## Action item:
Please restate the data that follows, leaving every word in place.

## Dataset entries:
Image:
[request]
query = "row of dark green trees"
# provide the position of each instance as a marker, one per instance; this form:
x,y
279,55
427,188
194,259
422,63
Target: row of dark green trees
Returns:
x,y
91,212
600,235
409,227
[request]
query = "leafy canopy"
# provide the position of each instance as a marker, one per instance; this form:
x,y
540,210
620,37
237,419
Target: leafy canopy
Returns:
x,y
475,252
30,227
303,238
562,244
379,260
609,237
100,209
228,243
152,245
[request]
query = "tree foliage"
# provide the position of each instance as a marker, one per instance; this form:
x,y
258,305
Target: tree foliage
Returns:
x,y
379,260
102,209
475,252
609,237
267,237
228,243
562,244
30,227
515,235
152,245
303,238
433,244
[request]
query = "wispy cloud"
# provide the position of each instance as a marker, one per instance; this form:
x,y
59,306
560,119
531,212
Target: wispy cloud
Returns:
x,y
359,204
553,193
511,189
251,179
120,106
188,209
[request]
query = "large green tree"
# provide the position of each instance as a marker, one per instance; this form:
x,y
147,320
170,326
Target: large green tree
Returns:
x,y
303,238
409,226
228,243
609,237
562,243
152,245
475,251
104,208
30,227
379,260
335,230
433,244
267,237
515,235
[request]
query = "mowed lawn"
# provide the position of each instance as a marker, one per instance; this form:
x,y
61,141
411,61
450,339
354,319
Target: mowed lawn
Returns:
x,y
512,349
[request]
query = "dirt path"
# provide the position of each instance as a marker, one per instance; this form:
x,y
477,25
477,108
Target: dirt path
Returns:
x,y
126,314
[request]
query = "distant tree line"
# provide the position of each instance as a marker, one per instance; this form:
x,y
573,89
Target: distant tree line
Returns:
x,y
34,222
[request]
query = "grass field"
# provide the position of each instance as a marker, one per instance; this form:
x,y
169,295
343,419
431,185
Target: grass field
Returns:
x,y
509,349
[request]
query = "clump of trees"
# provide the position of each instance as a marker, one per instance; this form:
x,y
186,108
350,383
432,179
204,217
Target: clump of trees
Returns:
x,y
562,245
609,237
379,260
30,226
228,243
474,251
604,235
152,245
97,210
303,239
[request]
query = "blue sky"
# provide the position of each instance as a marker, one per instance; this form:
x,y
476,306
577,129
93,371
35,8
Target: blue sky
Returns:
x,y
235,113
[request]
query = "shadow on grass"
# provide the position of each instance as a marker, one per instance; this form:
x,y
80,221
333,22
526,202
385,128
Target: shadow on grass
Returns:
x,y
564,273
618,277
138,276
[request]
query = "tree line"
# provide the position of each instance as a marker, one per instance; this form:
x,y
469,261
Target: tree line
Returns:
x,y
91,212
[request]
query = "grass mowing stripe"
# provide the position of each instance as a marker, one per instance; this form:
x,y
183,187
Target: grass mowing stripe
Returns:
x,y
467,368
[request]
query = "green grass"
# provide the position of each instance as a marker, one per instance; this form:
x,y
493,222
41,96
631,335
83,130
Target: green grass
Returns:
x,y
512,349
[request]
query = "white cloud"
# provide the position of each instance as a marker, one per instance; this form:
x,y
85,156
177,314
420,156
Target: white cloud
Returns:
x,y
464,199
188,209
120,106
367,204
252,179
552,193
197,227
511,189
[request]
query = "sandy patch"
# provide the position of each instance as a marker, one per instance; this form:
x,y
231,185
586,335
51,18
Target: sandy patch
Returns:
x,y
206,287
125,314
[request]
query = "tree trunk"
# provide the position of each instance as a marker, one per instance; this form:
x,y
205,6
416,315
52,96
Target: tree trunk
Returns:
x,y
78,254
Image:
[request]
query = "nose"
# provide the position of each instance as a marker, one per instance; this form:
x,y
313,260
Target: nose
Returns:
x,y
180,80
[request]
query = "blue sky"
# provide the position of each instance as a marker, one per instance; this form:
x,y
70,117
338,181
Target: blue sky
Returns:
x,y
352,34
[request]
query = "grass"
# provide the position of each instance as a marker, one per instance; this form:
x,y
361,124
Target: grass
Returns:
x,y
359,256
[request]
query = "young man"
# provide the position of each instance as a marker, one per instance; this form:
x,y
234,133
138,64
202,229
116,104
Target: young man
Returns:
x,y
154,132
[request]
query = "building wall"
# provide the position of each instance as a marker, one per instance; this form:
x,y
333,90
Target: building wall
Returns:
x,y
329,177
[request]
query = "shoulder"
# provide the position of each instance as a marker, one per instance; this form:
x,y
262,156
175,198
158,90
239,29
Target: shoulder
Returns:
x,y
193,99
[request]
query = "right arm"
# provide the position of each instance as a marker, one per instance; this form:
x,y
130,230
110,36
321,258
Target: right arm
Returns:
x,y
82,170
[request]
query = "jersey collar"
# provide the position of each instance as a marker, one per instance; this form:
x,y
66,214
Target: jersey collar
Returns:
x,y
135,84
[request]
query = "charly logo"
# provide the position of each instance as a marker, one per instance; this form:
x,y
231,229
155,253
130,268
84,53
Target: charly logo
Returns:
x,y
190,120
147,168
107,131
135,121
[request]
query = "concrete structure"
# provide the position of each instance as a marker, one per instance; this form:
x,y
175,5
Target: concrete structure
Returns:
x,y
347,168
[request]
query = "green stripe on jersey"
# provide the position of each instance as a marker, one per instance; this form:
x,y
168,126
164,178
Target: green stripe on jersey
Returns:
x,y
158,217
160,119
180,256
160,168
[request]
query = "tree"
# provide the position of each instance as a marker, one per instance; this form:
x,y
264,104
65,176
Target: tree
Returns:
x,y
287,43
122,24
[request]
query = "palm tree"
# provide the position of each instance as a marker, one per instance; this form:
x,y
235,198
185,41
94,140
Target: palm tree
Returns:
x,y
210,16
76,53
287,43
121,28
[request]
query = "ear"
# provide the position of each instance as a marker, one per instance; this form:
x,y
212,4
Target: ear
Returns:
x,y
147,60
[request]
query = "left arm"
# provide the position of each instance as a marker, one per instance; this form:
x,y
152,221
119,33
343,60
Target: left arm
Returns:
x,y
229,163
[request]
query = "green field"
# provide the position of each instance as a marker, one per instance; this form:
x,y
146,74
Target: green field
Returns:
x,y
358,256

## Task answer:
Image:
[request]
query = "row of dark green trees"
# provide the position of each instance as a marker, one per instance; this form:
x,y
279,55
427,188
194,259
422,63
Target: row of dark green trees
Returns:
x,y
91,212
600,235
409,227
[request]
query = "leafy canopy"
# provide the position of each instance as a marker, one per instance; this form:
x,y
540,210
620,37
237,419
Target: leafy canopy
Returns:
x,y
475,252
30,227
303,238
562,244
379,260
609,237
100,209
228,243
152,245
[request]
query = "tree foliage"
# provide the position of each instance as a marker, one per instance; this form:
x,y
258,305
Target: tree foliage
Returns:
x,y
379,260
102,209
475,252
609,237
267,237
228,243
562,244
30,227
515,235
152,245
303,238
433,244
[request]
query = "wispy cloud"
# provide the position of each instance as a marker, one per instance; this form:
x,y
59,306
560,119
531,212
Target: wispy cloud
Returns:
x,y
359,204
553,193
511,189
251,179
120,106
188,209
[request]
query = "large green tree"
# provide the position of each instance as a marker, one per instance; this form:
x,y
147,320
170,326
Target: large green tree
Returns:
x,y
303,238
409,226
228,243
609,237
562,243
152,245
475,251
104,208
30,227
379,260
335,230
433,244
267,237
515,235
[request]
query = "mowed lawn"
# provide the position of each instance as a marker, one per instance; this form:
x,y
61,141
411,61
450,339
354,319
Target: mowed lawn
Returns:
x,y
512,349
[request]
query = "dirt path"
# provide the position of each instance as a marker, one per instance; this form:
x,y
477,25
477,108
Target: dirt path
Returns:
x,y
126,314
[request]
query = "distant tree line"
# provide the position of each instance as a marker, one per instance; this form:
x,y
573,89
Target: distant tree line
Returns:
x,y
34,222
[request]
query = "grass field"
# provide the position of each instance as a marker, one per instance; this form:
x,y
169,295
343,419
431,185
Target: grass field
Returns:
x,y
509,349
[request]
query = "clump of trees"
# provide the position of each instance as a marker, one per instance; this form:
x,y
186,108
350,383
432,179
204,217
Target: clump of trees
Returns:
x,y
562,245
609,237
379,260
30,226
228,243
474,251
604,235
152,245
97,210
303,239
[request]
query = "blue sky"
# provide the position of each instance as a marker, one per instance; this form:
x,y
476,306
577,129
93,371
35,8
Target: blue sky
Returns:
x,y
235,113
[request]
query = "shadow on grass"
# provide the position of each instance as a marker, one per instance; this form:
x,y
80,221
333,22
526,202
385,128
Target: shadow on grass
Returns:
x,y
564,273
618,277
138,276
[request]
query = "tree line"
# provide the position of each instance as a marker, one per instance; this form:
x,y
469,261
Target: tree line
Returns:
x,y
91,212
[request]
query = "grass mowing stripe"
# provide the position of each instance as a marker, one per instance; this form:
x,y
183,187
Target: grass mowing stripe
Returns:
x,y
467,368
[request]
query = "green grass"
# provide the position of each instance as a marker, one per instance; this form:
x,y
493,222
41,96
631,335
83,130
Target: green grass
Returns:
x,y
512,349
[request]
query = "white cloud"
# provide the position of each instance as a marker, one per instance; this form:
x,y
85,156
177,314
420,156
Target: white cloud
Returns:
x,y
464,199
188,209
120,106
367,204
252,179
552,193
197,227
511,189
[request]
query = "sandy patch"
# provide the position of each instance as a marker, one per instance; this form:
x,y
231,185
586,335
51,18
Target: sandy patch
Returns:
x,y
206,287
125,314
[request]
query = "tree trunk"
# provide the position of each instance as a marker, one per instance; this form:
x,y
205,6
416,315
52,96
Target: tree trunk
Returns:
x,y
78,254
Image:
[request]
query = "nose"
# provide the position of each instance as a marker, one per instance; this form:
x,y
313,260
Target: nose
Returns:
x,y
180,80
[request]
query = "blue sky"
# provide the position of each instance as a marker, one per instance; this form:
x,y
70,117
338,181
Target: blue sky
Returns:
x,y
352,34
[request]
query = "grass"
# provide the position of each instance as a marker, one per instance; this form:
x,y
361,124
Target: grass
Returns:
x,y
359,256
[request]
query = "young man"
# provide the position of each instance as a marker, one per instance; this form:
x,y
234,133
138,64
202,229
116,104
Target: young man
Returns:
x,y
154,132
[request]
query = "building wall"
# provide the position of each instance as a marker, one per instance; this form:
x,y
333,90
Target: building wall
Returns:
x,y
329,177
[request]
query = "shoulder"
# provide the position of each instance as a marker, one per instance; this form:
x,y
262,156
175,198
158,90
239,29
Target: shoulder
Returns:
x,y
193,99
[request]
query = "right arm"
# provide the position of each instance as a marker, one per instance; this form:
x,y
130,230
110,36
321,258
Target: right arm
Returns:
x,y
82,170
[request]
query = "jersey collar"
# provide the position of each instance as a marker, one per instance; this form:
x,y
66,214
Target: jersey collar
Returns:
x,y
135,84
[request]
query = "charly logo"
# provide the position of each instance as a marker, one per instance; this form:
x,y
231,229
155,253
130,268
84,53
Target: charly logo
Returns:
x,y
190,120
147,168
107,131
135,121
[request]
query = "concrete structure"
# provide the position of each instance as a marker, one per instance; this form:
x,y
175,5
Target: concrete structure
Returns:
x,y
347,168
[request]
query = "green stripe on jersey"
# provide the position of each instance as a marker, one per instance; this form:
x,y
168,126
164,178
Target: green stripe on jersey
Returns:
x,y
158,217
160,119
180,256
160,168
[request]
query = "tree"
# provide the position of each instance as a marker, one per instance; this form:
x,y
264,104
65,176
Target: tree
Returns:
x,y
287,43
122,24
[request]
query = "palm tree"
# provide the position of each instance as a marker, one per instance; this form:
x,y
235,198
185,41
94,140
Target: palm tree
Returns:
x,y
210,16
76,53
287,43
121,28
[request]
query = "ear"
# provide the position of each instance as a marker, one per instance; this form:
x,y
212,4
Target: ear
Returns:
x,y
147,60
[request]
query = "left arm"
# provide the position of each instance as a marker, one per instance; this form:
x,y
152,221
119,33
343,60
Target: left arm
Returns:
x,y
229,163
[request]
query = "green field"
# provide the position of each instance as a marker, one per instance; this form:
x,y
146,74
Target: green field
Returns:
x,y
358,256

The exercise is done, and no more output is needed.